Intervention de Aude Bono-Vandorme

Réunion du mercredi 6 octobre 2021 à 15h30
Commission des affaires européennes

Photo issue du site de l'Assemblée nationale ou de WikipediaAude Bono-Vandorme, rapporteure :

J'ai l'honneur de vous présenter aujourd'hui le résultat des travaux que j'ai conduits, en collaboration avec Julien Aubert, sur l'usage de la langue française dans les institutions européennes.

Notre commission a été saisie, en avril et juin derniers, de deux propositions de résolutions européennes déposées par Julien Aubert et Fabrice Brun et cosignées par plusieurs de nos collègues. Ces deux résolutions portent sur des objectifs différents mais ont toutes les deux pour ambition de remédier au recul de l'usage du français dans les institutions européennes. La résolution de M. Aubert propose de « faire du français la langue unique de travail des institutions européennes », en particulier à la suite du Brexit. La seconde résolution, celle de M. Brun, demande, quant à elle, à favoriser l'usage du français dans le cadre de la prochaine présidence française du Conseil.

Ces deux résolutions appellent clairement à l'action sur un sujet connu de longue date : la place du multilinguisme dans l'Union européenne.

Je remercie pour leur présence M. Gaël de Maisonneuve, délégué aux affaires francophones du quai d'Orsay, et M. Christian Lequesne, chercheur, spécialiste des sujets européens, qui a coordonné le groupe de travail dédié à ce sujet en prévision de la présidence française du Conseil de l'Union européenne.

▶ [DONNÉES FOURNIES]:
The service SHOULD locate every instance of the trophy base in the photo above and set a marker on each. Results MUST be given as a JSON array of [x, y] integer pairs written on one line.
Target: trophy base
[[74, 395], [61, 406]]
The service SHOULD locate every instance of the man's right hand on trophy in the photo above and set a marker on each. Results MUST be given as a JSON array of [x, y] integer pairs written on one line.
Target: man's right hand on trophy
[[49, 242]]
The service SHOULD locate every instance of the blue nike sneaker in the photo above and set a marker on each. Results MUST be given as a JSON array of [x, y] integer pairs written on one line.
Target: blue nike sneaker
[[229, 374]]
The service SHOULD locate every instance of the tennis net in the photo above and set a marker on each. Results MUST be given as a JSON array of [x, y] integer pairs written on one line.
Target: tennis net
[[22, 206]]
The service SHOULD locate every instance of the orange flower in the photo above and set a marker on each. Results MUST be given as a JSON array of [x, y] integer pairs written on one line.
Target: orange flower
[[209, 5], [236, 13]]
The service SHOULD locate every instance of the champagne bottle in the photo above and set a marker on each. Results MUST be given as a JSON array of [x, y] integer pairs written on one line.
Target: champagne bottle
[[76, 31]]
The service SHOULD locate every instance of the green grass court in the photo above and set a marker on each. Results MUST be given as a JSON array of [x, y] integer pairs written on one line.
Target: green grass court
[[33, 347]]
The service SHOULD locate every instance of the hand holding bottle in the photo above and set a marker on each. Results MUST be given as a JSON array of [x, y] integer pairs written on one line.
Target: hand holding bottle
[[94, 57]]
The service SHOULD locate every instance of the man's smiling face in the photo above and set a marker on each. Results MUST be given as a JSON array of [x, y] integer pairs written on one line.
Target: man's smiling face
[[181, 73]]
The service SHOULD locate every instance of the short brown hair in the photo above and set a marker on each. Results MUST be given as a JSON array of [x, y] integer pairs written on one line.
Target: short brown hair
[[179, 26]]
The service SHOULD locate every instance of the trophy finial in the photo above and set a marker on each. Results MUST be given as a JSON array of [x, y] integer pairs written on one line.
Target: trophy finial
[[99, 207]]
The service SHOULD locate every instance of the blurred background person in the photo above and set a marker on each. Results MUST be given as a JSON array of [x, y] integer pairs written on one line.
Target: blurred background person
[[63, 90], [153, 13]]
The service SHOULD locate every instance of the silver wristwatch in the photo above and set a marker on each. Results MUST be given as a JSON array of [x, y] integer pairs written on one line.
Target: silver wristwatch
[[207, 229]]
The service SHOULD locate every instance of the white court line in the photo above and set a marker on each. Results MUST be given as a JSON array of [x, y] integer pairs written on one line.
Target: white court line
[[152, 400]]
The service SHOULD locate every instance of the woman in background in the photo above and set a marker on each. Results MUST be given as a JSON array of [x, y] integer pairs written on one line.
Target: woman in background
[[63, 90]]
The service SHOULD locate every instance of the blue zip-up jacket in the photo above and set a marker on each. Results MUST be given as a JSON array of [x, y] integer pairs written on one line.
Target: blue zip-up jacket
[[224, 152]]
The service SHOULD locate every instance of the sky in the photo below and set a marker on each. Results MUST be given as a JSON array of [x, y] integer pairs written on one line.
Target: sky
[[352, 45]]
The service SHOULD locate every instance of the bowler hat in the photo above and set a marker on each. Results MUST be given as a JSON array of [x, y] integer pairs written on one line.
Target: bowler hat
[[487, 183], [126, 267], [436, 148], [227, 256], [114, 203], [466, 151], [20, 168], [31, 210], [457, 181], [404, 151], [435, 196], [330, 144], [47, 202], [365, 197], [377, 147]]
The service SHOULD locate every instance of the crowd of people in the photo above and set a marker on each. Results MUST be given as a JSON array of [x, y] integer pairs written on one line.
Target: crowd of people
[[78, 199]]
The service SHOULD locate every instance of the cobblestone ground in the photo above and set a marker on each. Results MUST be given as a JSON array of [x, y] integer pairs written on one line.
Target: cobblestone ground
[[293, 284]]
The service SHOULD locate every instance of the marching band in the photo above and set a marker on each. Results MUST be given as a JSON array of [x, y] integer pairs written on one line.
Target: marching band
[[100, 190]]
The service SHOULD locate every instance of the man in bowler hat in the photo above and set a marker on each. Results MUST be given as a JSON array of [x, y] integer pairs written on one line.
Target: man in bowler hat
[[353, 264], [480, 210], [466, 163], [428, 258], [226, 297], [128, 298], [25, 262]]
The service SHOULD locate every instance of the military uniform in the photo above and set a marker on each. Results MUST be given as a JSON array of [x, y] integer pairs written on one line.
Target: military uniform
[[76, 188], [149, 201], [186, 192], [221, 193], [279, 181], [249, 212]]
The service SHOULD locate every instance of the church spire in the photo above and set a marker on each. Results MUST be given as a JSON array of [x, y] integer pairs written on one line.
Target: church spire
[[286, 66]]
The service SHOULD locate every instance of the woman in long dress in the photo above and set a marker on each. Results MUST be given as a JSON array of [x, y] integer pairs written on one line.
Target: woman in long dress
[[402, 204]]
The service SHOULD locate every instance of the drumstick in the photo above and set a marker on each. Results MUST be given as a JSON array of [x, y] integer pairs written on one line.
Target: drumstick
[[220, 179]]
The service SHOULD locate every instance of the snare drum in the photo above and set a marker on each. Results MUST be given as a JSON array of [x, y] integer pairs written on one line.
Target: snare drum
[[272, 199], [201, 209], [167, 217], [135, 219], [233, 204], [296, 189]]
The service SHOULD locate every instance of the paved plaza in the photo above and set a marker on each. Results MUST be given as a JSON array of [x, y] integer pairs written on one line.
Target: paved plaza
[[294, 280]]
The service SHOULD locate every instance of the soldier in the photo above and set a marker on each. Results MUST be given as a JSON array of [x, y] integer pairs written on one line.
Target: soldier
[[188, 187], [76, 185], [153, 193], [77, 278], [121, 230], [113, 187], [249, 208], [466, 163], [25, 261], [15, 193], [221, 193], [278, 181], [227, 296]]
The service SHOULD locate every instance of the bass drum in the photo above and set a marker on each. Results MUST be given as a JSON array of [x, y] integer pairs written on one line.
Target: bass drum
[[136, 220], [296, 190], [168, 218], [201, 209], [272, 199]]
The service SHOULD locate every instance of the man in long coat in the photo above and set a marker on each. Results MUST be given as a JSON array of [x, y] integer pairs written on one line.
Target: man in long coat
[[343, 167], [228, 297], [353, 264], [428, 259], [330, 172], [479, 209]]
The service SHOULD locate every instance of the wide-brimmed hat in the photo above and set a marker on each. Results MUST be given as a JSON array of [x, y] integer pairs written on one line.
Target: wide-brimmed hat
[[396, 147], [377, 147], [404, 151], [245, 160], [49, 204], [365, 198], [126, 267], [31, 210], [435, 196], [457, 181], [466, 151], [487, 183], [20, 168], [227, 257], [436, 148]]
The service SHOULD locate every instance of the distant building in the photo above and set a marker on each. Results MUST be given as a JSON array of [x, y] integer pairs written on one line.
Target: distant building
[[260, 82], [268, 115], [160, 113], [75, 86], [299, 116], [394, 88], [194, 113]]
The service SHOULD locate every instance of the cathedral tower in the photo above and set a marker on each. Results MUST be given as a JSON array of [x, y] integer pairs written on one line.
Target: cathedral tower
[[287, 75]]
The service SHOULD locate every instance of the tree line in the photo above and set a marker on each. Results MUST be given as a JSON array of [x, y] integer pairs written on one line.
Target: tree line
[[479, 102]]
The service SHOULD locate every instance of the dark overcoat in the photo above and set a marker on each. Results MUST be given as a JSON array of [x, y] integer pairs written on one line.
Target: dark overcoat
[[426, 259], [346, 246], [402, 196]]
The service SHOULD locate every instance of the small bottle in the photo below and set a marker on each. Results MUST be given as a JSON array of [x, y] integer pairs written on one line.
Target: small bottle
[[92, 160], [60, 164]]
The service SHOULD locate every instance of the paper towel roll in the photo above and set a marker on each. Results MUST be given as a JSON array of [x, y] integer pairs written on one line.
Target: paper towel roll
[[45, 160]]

▶ [TRAVAIL DEMANDÉ]:
(A) D'après l'intervention, avec qui la rapporteure a-t-elle conduit ses travaux sur l'usage du français dans les institutions européennes ?
(B) Traduisez en anglais cette phrase de l'intervention : « Ces deux résolutions appellent clairement à l'action sur un sujet connu de longue date : la place du multilinguisme dans l'Union européenne. »
(C) Extrayez de l'intervention le passage commençant par « J'ai l'honneur de » et se poursuivant jusqu'à « française du Conseil. ».

▶ [RÉPONSES PAR TÂCHE]:
(A) Avec Julien Aubert.

(B) These two resolutions clearly call for action on a long-known issue: the place of multilingualism in the European Union.

(C)
J'ai l'honneur de vous présenter aujourd'hui le résultat des travaux que j'ai conduits, en collaboration avec Julien Aubert, sur l'usage de la langue française dans les institutions européennes.

Notre commission a été saisie, en avril et juin derniers, de deux propositions de résolutions européennes déposées par Julien Aubert et Fabrice Brun et cosignées par plusieurs de nos collègues. Ces deux résolutions portent sur des objectifs différents mais ont toutes les deux pour ambition de remédier au recul de l'usage du français dans les institutions européennes. La résolution de M. Aubert propose de « faire du français la langue unique de travail des institutions européennes », en particulier à la suite du Brexit. La seconde résolution, celle de M. Brun, demande, quant à elle, à favoriser l'usage du français dans le cadre de la prochaine présidence française du Conseil.